News Release

Research helps understand factors that influence efficiency of organic-based devices

Peer-Reviewed Publication

Georgia Institute of Technology Research News

Jean-Luc Bredas (1 of 2)

image: Jean-Luc Brédas, a professor in the Georgia Institute of Technology's School of Chemistry and Biochemistry, has shown that the chemical, electronic and geometric structures of the two layers in organic-based devices reorganize at the interface, which has a major impact on the overall device characteristics. view more 

Credit: Georgia Tech Photo: Gary Meek

Organic-based devices, such as organic light-emitting diodes, require a transparent conductive layer with a high work function, meaning it promotes injection of electron holes into an organic layer to produce more light.

Research presented on July 8 at the International Conference on Science and Technology of Synthetic Metals in Brazil provides insight into factors that influence the injection efficiency. A balanced injection of positive and negative charge carriers into the organic layer is important to achieve high quantum efficiency, but the interface between the metallic coating and organic layer where the injection occurs is poorly understood.

Placing an organic layer on top of the conductive layer modifies each layer's individual work function, or the minimum energy needed to extract the first electron from the metal.

"Measuring the work functions independently for each layer does not provide an indication of how their energy levels match when they touch each other," explained Jean-Luc Brédas, a computational materials chemist, professor in the Georgia Institute of Technology's School of Chemistry and Biochemistry and Georgia Research Alliance Eminent Scholar.

The energy levels for each layer should align when attached; otherwise, a barrier will form and a higher voltage will be required to send current in.

Stored data

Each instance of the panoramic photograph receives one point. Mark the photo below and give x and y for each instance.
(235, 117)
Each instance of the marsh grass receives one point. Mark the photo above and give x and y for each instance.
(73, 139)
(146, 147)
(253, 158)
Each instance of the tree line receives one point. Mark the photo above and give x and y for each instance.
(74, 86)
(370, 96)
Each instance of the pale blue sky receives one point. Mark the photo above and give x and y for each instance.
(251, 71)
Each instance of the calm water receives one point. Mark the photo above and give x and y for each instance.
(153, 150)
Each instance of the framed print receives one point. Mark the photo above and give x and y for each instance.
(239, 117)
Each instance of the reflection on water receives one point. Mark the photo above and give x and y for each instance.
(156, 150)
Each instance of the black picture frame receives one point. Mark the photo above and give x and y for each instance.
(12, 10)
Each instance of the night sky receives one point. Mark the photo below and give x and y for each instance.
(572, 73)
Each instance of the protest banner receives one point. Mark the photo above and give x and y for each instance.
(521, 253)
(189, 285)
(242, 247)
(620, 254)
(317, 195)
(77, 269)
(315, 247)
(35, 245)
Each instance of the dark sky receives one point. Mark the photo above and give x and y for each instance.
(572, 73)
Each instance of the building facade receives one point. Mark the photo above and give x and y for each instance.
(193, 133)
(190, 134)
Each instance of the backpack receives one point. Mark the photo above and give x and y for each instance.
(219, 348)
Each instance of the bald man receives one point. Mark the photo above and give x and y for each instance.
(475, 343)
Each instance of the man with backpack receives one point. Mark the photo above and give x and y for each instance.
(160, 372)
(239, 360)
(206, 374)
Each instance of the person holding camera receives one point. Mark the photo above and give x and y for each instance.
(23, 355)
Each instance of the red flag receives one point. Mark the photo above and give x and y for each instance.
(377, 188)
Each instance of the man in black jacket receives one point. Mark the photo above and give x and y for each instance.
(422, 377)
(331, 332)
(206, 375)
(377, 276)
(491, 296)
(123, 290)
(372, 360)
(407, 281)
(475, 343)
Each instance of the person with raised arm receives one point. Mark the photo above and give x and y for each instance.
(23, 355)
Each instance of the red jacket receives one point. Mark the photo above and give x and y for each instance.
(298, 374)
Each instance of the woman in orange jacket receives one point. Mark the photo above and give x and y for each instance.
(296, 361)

§ Task list:
1: In two sentences, what does the news release on organic-based devices report?
2: Could you extend the news release on organic-based devices, picking up after its last sentence?
The rows are not needed for anything asked here.

§ Answers for the exercise:
1: Organic-based devices such as organic light-emitting diodes need a transparent conductive layer with a high work function, and research presented on July 8 at a conference in Brazil gives insight into what influences injection efficiency at the poorly understood interface between that coating and the organic layer. Jean-Luc Brédas explains that placing an organic layer on the conductive layer modifies each layer's work function, so measuring them separately does not show how their energy levels match, and if those levels fail to align, a barrier forms that requires a higher voltage.

2:
With funding from the Office of Naval Research, Brédas first developed a theoretical model of the interface between conventional metals and a single layer of organic molecules forming a self-assembled monolayer on the metal. His goal was to determine how the metal work function could be modified by depositing the self-assembled monolayer.

Brédas and postdoctoral research fellow Georg Heimel, who is now at the Humboldt University in Berlin, looked for changes in the work function of gold when they modified the chemical nature of the head group of the organic molecules in the self-assembled monolayer and the nature of the docking group, which directly connected the organic layer and metal.

The study, published in the April 2007 issue of Nano Letters, showed that changing the head group of the organic molecules located far from the surface and changing the docking group provided two nearly independent ways to modify the metal work function.

While studying two metal substrates – gold and silver – the researchers found that even though the chemical interface between the metal and thiol-based self-assembled monolayer were different, the organic-covered metals had virtually identical work functions.

Postdoctoral research fellow Pavel Paramonov, who is now an assistant research professor at the University of Akron, expanded the original work to model the interface between a self-assembled monolayer and indium tin oxide, the conducting material commonly used as the transparent electrode in liquid crystal displays and organic light-emitting diodes.

"Researchers frequently cover the hydrophilic indium tin oxide surface with a self-assembled monolayer containing a hydrophobic subgroup pointing away from the surface, providing much better adherence and compatibility with the active organic layer that comes on top," said Brédas.

The cover layer also prevents the indium from diffusing into the active organic layer and degrading the device, but adding this layer also provides a way to fine-tune the work function.

With funding from the Solvay Group, Paramonov modeled the indium tin oxide surface, which was a complex task because indium tin oxide is not stoichiometric – every vendor's indium tin oxide is somewhat different. Then he modeled the binding of a self-assembled monolayer of phosphonic acid to the indium tin oxide surface. Paramonov's first goal was to determine how the oxygen and phosphorus atoms of the self-assembled monolayer bind to the indium tin oxide surface.

In collaboration with Seth Marder, a professor in the Georgia Tech School of Chemistry and Biochemistry, and Neal Armstrong, a professor in the Department of Chemistry at the University of Arizona, they were able to characterize the main binding modes of the phosphonic acid molecules on indium tin oxide. This work has led to further research characterizing the impact of the self-assembled monolayer on the indium tin oxide work function, according to Brédas.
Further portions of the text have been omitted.